TASK TO COMPLETE: Extract each line of the material below that contains the word "blue", copying every such line in full.

DATA PROVIDED:
— begin —

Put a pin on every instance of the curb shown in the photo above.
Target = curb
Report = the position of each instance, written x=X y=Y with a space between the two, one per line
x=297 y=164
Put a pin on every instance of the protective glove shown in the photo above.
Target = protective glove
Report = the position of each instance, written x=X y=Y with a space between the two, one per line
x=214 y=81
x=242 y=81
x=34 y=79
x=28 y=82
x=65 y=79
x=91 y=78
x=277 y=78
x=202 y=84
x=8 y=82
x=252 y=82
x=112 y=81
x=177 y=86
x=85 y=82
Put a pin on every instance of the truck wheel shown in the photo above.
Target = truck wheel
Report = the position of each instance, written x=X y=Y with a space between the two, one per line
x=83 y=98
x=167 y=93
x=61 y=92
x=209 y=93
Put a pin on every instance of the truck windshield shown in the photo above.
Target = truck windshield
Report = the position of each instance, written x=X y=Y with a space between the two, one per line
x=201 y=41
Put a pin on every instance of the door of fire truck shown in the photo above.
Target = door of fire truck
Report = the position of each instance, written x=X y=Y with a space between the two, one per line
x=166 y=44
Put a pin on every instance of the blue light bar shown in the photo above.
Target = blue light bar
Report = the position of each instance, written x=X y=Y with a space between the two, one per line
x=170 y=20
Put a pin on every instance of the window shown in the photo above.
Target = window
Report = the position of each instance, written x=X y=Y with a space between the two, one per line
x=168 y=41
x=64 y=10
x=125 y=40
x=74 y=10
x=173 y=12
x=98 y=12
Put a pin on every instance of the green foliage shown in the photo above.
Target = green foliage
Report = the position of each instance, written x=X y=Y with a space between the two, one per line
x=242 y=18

— end —
— begin —

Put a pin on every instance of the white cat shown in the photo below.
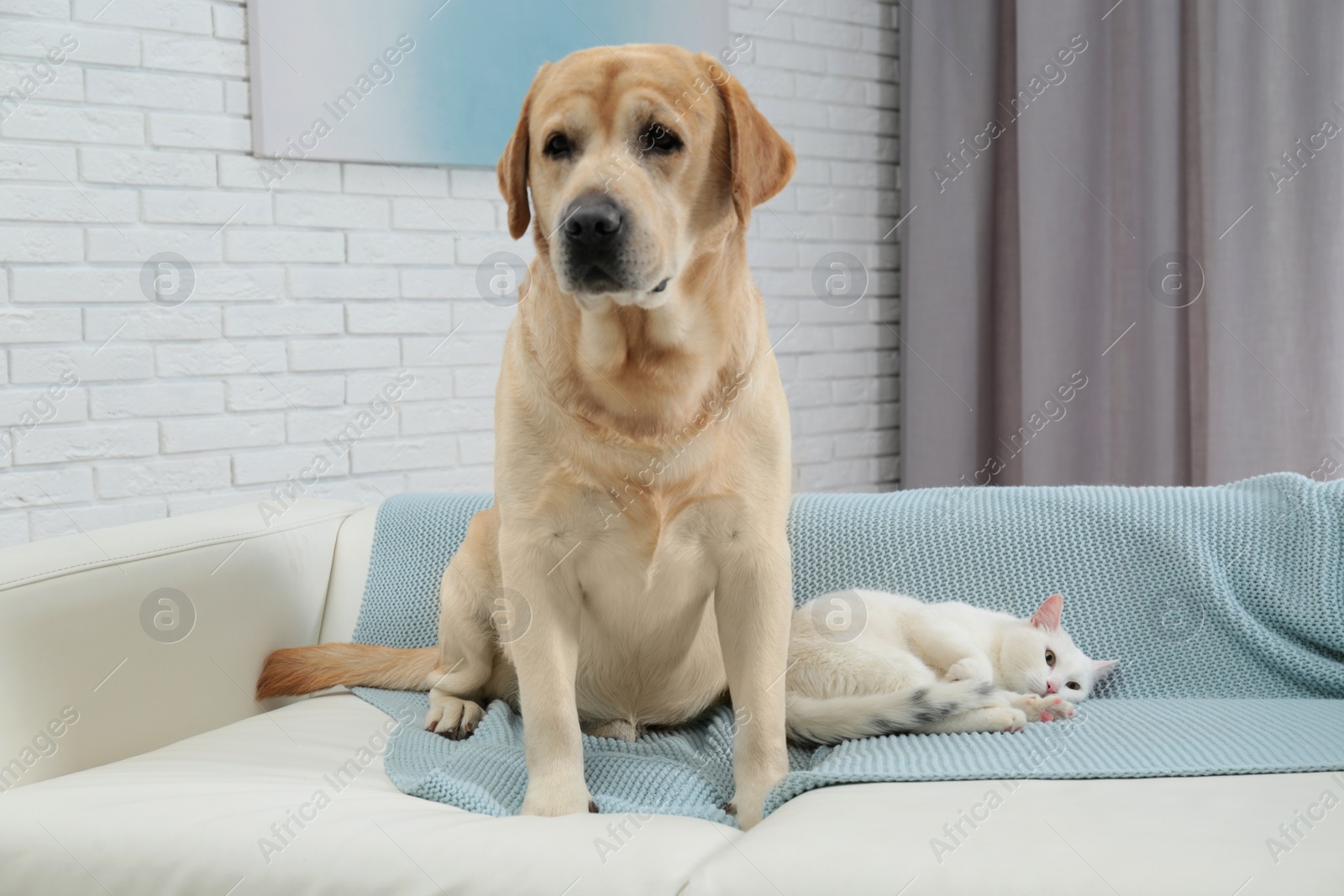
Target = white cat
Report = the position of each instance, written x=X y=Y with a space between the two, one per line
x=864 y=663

— end —

RESPONSE BELOW:
Put a pin on every instance of the blue light bar shown in the photo above.
Target = blue light bar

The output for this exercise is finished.